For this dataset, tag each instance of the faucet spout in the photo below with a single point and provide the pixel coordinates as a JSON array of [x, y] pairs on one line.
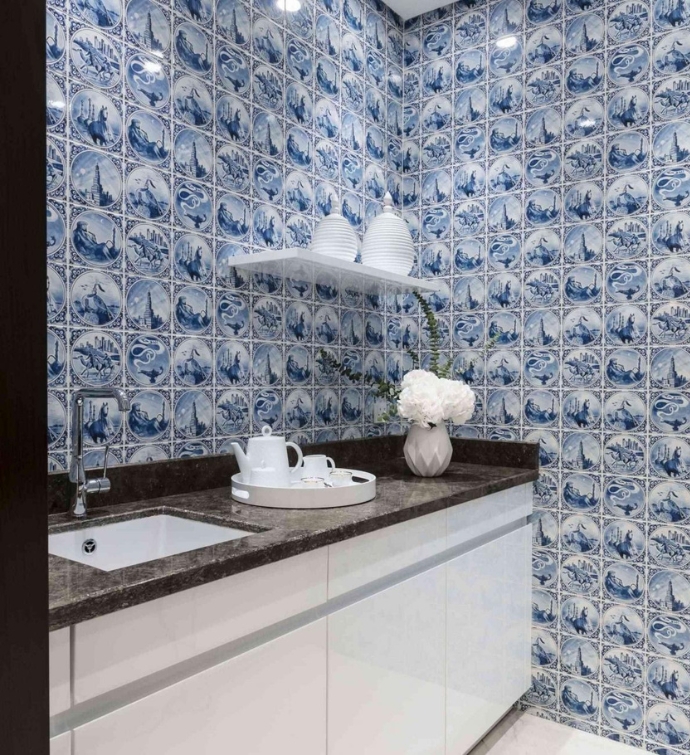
[[77, 472]]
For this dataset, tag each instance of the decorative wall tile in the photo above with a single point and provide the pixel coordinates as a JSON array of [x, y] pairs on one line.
[[566, 152], [182, 134]]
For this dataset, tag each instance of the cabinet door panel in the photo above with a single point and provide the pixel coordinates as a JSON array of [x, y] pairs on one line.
[[386, 668], [60, 688], [127, 645], [488, 636], [266, 701]]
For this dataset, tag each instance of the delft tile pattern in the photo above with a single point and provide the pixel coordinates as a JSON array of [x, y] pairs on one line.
[[546, 173], [181, 134]]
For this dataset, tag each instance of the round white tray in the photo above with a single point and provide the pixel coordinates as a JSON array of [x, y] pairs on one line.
[[296, 497]]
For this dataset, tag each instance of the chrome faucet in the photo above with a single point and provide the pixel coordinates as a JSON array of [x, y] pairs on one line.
[[77, 473]]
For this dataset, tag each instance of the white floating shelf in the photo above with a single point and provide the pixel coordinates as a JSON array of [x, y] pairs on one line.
[[303, 264]]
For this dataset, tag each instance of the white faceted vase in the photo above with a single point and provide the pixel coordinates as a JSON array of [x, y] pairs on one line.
[[428, 450], [388, 243], [335, 237]]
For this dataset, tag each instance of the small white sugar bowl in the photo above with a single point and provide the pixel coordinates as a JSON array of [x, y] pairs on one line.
[[388, 243], [335, 237]]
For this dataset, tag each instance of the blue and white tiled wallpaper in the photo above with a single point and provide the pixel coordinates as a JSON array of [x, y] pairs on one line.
[[541, 152], [181, 134], [546, 154]]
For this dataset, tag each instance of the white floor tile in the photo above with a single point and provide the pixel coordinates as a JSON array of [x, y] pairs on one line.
[[522, 734]]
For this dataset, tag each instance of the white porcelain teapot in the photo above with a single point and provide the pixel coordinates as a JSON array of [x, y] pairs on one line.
[[267, 452]]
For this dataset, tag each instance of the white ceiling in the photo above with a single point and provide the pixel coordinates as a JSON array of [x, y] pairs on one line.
[[411, 8]]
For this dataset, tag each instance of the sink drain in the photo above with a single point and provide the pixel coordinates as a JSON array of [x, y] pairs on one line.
[[88, 547]]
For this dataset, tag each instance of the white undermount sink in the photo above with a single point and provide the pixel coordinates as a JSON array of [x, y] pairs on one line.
[[136, 541]]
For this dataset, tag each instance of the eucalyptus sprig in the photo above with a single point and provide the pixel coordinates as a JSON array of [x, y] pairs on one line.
[[387, 390]]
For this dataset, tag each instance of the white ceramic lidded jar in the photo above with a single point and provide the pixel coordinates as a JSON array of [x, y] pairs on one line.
[[335, 237], [388, 243]]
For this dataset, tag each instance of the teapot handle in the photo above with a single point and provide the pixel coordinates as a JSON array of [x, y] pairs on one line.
[[298, 450]]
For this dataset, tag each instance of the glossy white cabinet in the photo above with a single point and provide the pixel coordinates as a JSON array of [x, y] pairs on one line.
[[364, 559], [488, 630], [386, 671], [410, 640], [59, 670], [267, 701], [121, 647]]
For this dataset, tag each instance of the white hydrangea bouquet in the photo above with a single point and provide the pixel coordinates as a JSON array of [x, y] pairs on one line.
[[426, 398], [428, 401]]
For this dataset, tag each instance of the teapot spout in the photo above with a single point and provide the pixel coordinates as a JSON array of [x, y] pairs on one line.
[[242, 460]]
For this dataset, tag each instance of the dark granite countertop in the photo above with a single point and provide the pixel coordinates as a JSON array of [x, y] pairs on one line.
[[79, 592]]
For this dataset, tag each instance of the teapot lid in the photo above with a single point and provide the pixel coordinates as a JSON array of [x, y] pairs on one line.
[[267, 435]]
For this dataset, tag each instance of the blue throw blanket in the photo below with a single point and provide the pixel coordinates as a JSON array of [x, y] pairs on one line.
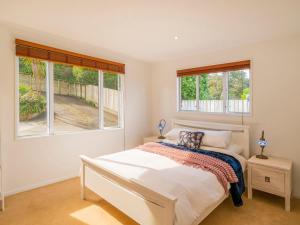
[[236, 189]]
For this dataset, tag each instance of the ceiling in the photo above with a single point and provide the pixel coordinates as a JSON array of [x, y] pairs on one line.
[[145, 29]]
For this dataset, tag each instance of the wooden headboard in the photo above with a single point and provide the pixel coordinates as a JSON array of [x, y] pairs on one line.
[[240, 133]]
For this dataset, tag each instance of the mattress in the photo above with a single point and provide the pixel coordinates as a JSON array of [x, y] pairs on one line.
[[197, 191]]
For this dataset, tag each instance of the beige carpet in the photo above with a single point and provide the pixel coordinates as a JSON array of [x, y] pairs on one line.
[[60, 204]]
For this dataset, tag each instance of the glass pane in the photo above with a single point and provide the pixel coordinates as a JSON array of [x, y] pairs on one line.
[[76, 101], [211, 92], [239, 91], [111, 99], [32, 97], [188, 93]]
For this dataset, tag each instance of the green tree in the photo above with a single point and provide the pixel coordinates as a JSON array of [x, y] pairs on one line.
[[85, 76], [35, 68], [238, 85], [188, 88], [204, 92], [111, 80]]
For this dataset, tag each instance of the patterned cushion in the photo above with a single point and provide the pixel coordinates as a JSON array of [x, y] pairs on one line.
[[190, 139]]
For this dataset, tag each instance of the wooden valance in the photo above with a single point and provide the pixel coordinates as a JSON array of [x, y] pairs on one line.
[[215, 68], [33, 50]]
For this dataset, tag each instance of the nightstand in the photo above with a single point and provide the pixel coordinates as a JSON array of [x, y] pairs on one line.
[[152, 139], [273, 175]]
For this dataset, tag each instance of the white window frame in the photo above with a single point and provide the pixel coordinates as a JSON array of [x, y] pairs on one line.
[[225, 97], [50, 103]]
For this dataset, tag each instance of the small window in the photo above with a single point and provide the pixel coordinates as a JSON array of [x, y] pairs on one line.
[[32, 97], [211, 92], [239, 91], [112, 99], [188, 92], [216, 92]]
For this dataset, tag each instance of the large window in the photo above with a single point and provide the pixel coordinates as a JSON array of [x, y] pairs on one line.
[[215, 92], [55, 98]]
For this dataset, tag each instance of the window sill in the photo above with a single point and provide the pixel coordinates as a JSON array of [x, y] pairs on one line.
[[68, 133], [216, 113]]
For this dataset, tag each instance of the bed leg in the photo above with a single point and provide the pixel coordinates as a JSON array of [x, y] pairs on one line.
[[82, 182]]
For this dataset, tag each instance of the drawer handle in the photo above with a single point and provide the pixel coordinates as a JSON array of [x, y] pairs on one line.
[[267, 179]]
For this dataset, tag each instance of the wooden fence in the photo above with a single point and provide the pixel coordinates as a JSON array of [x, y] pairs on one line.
[[88, 92]]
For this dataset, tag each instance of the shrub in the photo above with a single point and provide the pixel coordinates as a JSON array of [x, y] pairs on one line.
[[23, 89], [31, 104]]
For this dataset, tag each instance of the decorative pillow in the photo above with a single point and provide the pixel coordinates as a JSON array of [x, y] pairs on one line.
[[235, 148], [174, 133], [190, 139], [215, 138]]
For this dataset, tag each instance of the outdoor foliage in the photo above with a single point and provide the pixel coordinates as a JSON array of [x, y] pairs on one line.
[[68, 73], [23, 89], [211, 86], [111, 80], [31, 103], [35, 68], [188, 88], [238, 86]]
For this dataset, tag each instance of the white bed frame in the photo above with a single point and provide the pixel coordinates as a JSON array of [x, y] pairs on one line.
[[142, 204]]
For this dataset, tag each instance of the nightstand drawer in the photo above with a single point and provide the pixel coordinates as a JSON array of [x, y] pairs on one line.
[[268, 179]]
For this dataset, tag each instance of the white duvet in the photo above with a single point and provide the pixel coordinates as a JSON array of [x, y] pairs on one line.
[[196, 190]]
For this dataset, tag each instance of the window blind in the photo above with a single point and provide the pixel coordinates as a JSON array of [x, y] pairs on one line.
[[34, 50], [215, 68]]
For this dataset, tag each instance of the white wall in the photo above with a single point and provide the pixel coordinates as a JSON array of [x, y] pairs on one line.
[[276, 96], [32, 162]]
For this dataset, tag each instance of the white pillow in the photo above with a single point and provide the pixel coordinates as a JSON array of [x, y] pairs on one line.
[[174, 133], [168, 141], [218, 139], [235, 148]]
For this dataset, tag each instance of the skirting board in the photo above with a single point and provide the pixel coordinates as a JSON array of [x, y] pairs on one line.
[[40, 184]]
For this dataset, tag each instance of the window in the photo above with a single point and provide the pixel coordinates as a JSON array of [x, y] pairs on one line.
[[215, 89], [56, 98], [76, 98], [33, 98], [112, 99]]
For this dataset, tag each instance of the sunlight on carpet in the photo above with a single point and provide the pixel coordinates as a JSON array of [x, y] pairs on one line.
[[94, 215]]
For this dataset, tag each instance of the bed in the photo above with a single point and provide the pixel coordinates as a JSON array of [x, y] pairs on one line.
[[155, 190]]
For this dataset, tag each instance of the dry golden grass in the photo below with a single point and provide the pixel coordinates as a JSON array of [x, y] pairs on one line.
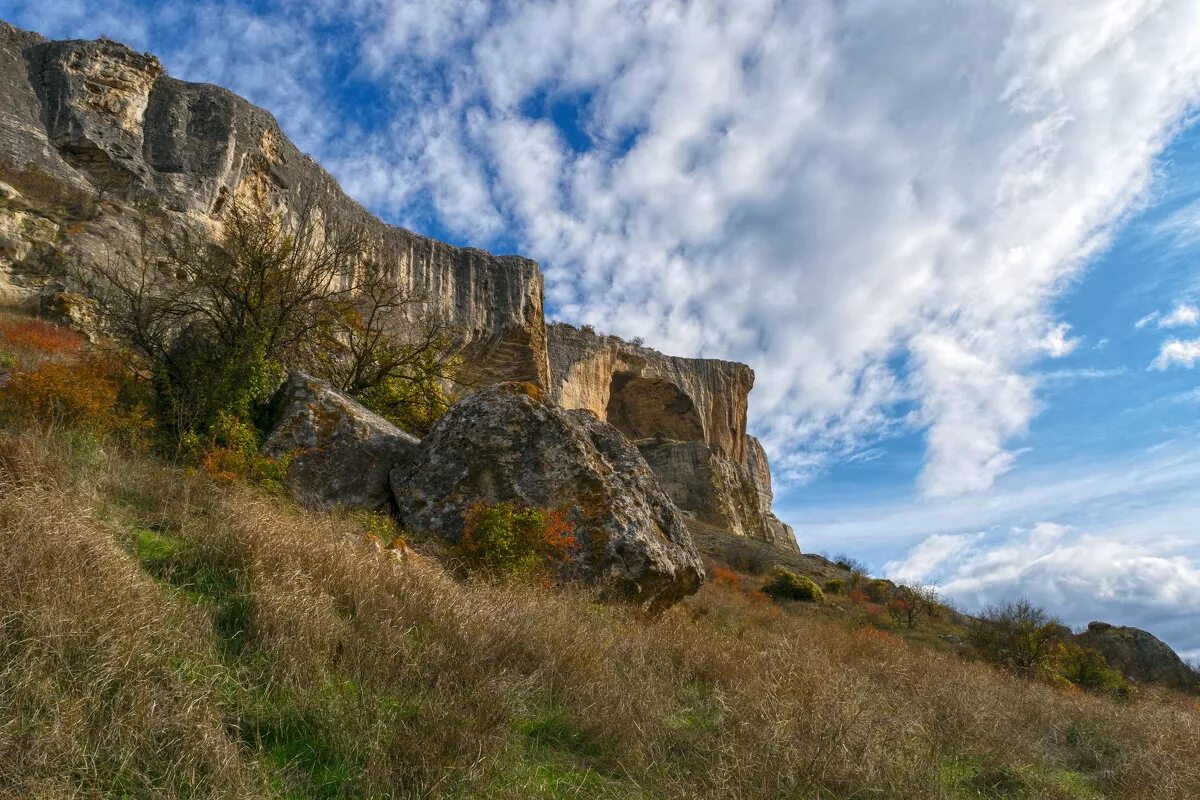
[[165, 636]]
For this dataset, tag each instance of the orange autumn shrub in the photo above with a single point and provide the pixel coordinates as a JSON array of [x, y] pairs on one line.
[[513, 539], [27, 342], [87, 395]]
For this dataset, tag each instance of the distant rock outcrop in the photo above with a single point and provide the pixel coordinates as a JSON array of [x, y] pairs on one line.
[[688, 416], [1139, 655], [341, 453], [504, 444]]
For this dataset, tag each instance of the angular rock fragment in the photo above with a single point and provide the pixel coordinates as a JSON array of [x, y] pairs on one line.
[[342, 453], [504, 444]]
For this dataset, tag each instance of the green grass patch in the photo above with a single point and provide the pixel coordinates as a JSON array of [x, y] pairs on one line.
[[967, 777]]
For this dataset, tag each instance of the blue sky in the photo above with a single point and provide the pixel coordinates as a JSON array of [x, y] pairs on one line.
[[957, 241]]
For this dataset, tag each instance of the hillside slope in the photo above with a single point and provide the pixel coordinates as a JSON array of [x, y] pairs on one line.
[[166, 635]]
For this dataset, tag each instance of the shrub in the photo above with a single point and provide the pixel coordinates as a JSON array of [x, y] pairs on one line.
[[231, 451], [1089, 669], [221, 322], [87, 395], [1017, 635], [24, 343], [747, 558], [515, 540], [786, 584], [880, 591], [381, 527], [909, 605], [849, 564]]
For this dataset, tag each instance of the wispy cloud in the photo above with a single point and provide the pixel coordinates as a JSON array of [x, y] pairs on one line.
[[874, 209], [1182, 353], [1075, 575], [1113, 540], [1185, 314], [1182, 227]]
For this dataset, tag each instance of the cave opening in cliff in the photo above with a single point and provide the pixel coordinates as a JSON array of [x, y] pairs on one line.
[[642, 408]]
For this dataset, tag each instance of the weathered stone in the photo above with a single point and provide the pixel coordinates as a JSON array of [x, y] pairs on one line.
[[759, 467], [1138, 654], [646, 394], [96, 143], [689, 420], [504, 444], [342, 453], [93, 134]]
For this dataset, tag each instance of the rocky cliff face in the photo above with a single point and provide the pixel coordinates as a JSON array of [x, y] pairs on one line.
[[96, 140], [1140, 655], [688, 416]]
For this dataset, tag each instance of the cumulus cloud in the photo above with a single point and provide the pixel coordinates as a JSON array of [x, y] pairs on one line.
[[869, 202], [1185, 314], [1073, 573], [874, 203], [1183, 353]]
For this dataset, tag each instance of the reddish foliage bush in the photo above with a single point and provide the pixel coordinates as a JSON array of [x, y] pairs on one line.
[[513, 539], [83, 395], [31, 341]]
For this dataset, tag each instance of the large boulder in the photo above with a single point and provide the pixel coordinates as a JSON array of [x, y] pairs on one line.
[[504, 444], [342, 453], [1140, 655]]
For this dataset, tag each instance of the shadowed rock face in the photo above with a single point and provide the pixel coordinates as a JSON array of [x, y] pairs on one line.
[[1141, 656], [96, 140], [504, 444], [341, 453], [96, 143], [688, 416]]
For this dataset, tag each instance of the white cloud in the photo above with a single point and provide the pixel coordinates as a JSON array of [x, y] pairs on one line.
[[1122, 545], [1183, 353], [1185, 314], [823, 190], [1074, 575], [1056, 343], [1181, 227], [870, 202], [1182, 316]]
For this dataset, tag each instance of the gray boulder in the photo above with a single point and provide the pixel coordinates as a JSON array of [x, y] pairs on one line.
[[1140, 655], [342, 453], [504, 444]]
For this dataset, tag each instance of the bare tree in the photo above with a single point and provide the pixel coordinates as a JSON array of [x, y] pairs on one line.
[[1018, 635], [220, 319]]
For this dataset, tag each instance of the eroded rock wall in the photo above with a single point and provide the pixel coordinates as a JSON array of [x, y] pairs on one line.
[[95, 140], [96, 143], [688, 416]]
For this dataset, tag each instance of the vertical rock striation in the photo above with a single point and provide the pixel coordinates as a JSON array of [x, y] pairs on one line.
[[688, 416], [97, 143], [96, 140]]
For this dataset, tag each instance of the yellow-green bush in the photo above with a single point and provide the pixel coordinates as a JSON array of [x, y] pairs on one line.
[[1087, 668], [514, 539]]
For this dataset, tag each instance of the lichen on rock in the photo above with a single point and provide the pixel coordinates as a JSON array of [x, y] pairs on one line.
[[503, 444], [341, 452]]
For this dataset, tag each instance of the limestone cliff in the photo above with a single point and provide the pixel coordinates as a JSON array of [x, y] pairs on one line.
[[97, 142], [96, 139], [688, 416]]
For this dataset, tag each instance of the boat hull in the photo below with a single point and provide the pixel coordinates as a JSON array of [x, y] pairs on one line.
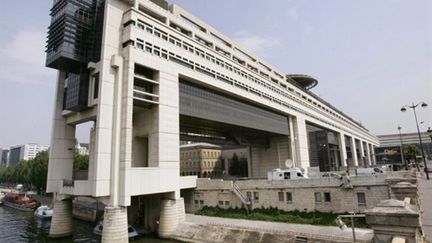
[[17, 206]]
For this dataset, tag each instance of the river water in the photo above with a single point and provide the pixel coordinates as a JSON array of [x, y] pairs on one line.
[[17, 226]]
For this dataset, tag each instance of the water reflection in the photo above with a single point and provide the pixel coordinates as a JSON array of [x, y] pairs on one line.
[[17, 226]]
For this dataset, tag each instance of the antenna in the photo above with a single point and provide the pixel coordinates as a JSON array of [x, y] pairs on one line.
[[289, 163]]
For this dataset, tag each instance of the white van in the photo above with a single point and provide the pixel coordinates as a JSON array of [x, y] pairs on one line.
[[285, 174], [369, 171]]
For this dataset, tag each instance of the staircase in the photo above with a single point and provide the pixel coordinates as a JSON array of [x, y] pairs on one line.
[[239, 194]]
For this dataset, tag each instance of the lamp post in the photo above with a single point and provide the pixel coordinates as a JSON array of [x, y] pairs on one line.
[[402, 150], [429, 131], [423, 105]]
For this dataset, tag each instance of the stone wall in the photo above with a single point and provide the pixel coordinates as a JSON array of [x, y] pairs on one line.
[[264, 193]]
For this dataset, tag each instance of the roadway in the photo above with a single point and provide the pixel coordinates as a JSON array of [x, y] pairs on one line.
[[425, 190]]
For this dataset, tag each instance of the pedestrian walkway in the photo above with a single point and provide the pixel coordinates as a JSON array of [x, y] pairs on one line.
[[425, 190], [326, 233]]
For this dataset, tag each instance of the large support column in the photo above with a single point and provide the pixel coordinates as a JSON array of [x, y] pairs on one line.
[[62, 143], [292, 139], [342, 149], [373, 157], [172, 213], [61, 222], [362, 155], [301, 141], [368, 160], [115, 225], [354, 151]]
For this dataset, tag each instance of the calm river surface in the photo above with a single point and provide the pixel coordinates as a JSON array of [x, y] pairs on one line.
[[17, 226]]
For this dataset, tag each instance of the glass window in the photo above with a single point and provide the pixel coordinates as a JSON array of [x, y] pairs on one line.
[[327, 197], [318, 197], [281, 196], [289, 197], [361, 198], [256, 197]]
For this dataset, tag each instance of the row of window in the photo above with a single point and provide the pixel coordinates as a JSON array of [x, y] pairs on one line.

◇ ◇ ◇ ◇ ◇

_Exercise_
Convert the part above that opens with the line containing "For this dataset, tag each instance of the blue and" and closes with the line containing "[[298, 450]]" into a JSON list of strings, one string per line, with both of those lines included and blank lines left out.

_Solution_
[
  "For this dataset, tag each instance of the blue and white tiled wallpaper in the photo above with a single point and provide the pixel coordinates as a JSON array of [x, y] pairs on one line.",
  "[[541, 152], [181, 134], [546, 154]]",
  "For this dataset, tag each instance of the white floor tile in the photo above with a single point and provide the pixel coordinates as a JSON array of [x, y] pairs on one line.",
  "[[522, 734]]",
  "For this dataset, tag each instance of the white porcelain teapot in the photo above with a single point and provide the pixel coordinates as a JSON array of [x, y] pairs on one line.",
  "[[267, 452]]",
  "For this dataset, tag each instance of the white ceiling in the photo above with a single point and provide the pixel coordinates as a JSON array of [x, y] pairs on one line.",
  "[[411, 8]]",
  "For this dataset, tag each instance of the sink drain in the photo above with a single point and provide the pixel coordinates as a JSON array of [x, y] pairs on one line.",
  "[[88, 547]]",
  "For this dataset, tag each instance of the white undermount sink in the photo above with a single point and provide the pixel coordinates as a JSON array of [x, y] pairs on one line.",
  "[[136, 541]]",
  "For this dataset, tag each instance of the eucalyptus sprig in the photo above with a single point and provide the pixel coordinates as a JSON array of [x, y] pairs on one line.",
  "[[387, 390]]",
  "For this dataset, tag each instance of the white ceramic lidded jar in the photo above with a single point and provide the pixel coordinates as a JSON array of [x, y] pairs on one line.",
  "[[335, 237], [388, 243]]",
  "For this dataset, tag each instance of the teapot handle in the photo above with a single point and provide the pixel coordinates as a JSON array of [x, y] pairs on one line.",
  "[[298, 450]]"
]